# Work instructions
Output each line of the material exactly as it stands.

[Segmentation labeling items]

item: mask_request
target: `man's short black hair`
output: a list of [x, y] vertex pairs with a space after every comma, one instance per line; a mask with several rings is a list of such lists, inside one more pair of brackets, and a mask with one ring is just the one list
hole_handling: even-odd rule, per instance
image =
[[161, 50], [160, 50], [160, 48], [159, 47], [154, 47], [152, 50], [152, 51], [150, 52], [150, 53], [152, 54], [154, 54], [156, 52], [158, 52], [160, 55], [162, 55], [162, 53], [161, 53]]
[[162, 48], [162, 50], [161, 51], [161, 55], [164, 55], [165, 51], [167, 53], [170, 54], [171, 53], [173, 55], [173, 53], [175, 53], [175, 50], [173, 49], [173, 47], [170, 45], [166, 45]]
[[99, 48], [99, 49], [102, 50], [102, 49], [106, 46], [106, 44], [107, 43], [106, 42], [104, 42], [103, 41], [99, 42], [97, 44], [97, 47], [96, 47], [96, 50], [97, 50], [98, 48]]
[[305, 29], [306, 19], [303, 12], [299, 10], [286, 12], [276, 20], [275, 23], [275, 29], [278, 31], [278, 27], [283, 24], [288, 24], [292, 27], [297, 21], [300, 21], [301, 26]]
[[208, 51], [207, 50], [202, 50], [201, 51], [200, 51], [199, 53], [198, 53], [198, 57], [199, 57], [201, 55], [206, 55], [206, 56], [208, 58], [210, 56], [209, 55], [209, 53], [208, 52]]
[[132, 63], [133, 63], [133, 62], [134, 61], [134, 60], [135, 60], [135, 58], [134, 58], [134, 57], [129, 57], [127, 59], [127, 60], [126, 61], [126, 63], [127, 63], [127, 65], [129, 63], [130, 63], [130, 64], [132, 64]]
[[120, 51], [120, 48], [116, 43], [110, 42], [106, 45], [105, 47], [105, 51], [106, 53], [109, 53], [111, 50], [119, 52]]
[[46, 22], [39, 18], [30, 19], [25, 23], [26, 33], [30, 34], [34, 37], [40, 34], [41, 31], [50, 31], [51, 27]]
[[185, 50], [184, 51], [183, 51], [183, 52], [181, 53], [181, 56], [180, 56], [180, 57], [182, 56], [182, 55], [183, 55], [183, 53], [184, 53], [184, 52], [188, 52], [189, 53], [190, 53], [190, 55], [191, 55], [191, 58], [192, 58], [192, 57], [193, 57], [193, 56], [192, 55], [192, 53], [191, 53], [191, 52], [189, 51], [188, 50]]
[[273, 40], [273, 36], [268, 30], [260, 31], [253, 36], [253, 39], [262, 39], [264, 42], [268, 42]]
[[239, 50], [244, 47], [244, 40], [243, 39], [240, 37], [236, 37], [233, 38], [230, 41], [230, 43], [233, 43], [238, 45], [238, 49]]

# Output
item: mask_request
target: `man's short black hair`
output: a list of [x, y] vertex pairs with a space after every comma, one instance per line; a mask with several rings is a list of such lists, inside one more pair of brackets, and a mask with one ring is just the one list
hole_handling: even-odd rule, per instance
image =
[[161, 50], [160, 50], [160, 48], [159, 47], [154, 47], [152, 50], [152, 51], [150, 52], [150, 53], [152, 54], [154, 54], [156, 52], [158, 52], [160, 55], [162, 55], [162, 53], [161, 53]]
[[162, 48], [162, 50], [161, 51], [161, 55], [164, 55], [165, 51], [167, 53], [170, 54], [171, 53], [173, 55], [173, 53], [175, 53], [175, 50], [173, 49], [173, 47], [170, 45], [166, 45]]
[[99, 48], [99, 49], [102, 50], [102, 49], [106, 46], [106, 44], [107, 43], [106, 42], [104, 42], [103, 41], [99, 42], [97, 44], [97, 47], [96, 47], [96, 50], [97, 50], [98, 48]]
[[305, 29], [306, 19], [303, 12], [299, 10], [286, 12], [276, 20], [275, 23], [275, 29], [278, 31], [278, 27], [283, 24], [288, 24], [292, 27], [297, 21], [300, 21], [301, 26]]
[[208, 51], [207, 50], [202, 50], [201, 51], [200, 51], [199, 53], [198, 53], [198, 57], [199, 57], [201, 55], [206, 55], [206, 56], [208, 58], [210, 56], [209, 55], [209, 53], [208, 52]]
[[132, 63], [133, 63], [133, 62], [134, 61], [134, 60], [135, 60], [135, 58], [134, 58], [134, 57], [129, 57], [127, 59], [127, 60], [126, 61], [126, 63], [127, 63], [127, 65], [129, 63], [130, 63], [130, 64], [132, 64]]
[[120, 51], [120, 48], [116, 43], [110, 42], [106, 45], [105, 47], [105, 51], [106, 53], [109, 53], [111, 50], [119, 52]]
[[46, 22], [39, 18], [30, 19], [25, 23], [26, 33], [30, 34], [34, 37], [40, 34], [41, 31], [50, 31], [51, 27]]
[[185, 50], [184, 51], [183, 51], [183, 52], [181, 53], [181, 56], [180, 56], [180, 57], [182, 56], [182, 55], [183, 55], [183, 53], [184, 53], [184, 52], [188, 52], [189, 53], [190, 53], [190, 55], [191, 55], [191, 58], [192, 58], [192, 57], [193, 57], [193, 56], [192, 55], [192, 53], [191, 53], [191, 52], [189, 51], [188, 50]]
[[273, 40], [273, 36], [268, 30], [260, 31], [253, 36], [253, 39], [262, 39], [264, 42], [268, 42]]
[[239, 50], [244, 47], [244, 40], [243, 39], [240, 37], [236, 37], [233, 38], [230, 41], [230, 43], [233, 43], [238, 45], [238, 49]]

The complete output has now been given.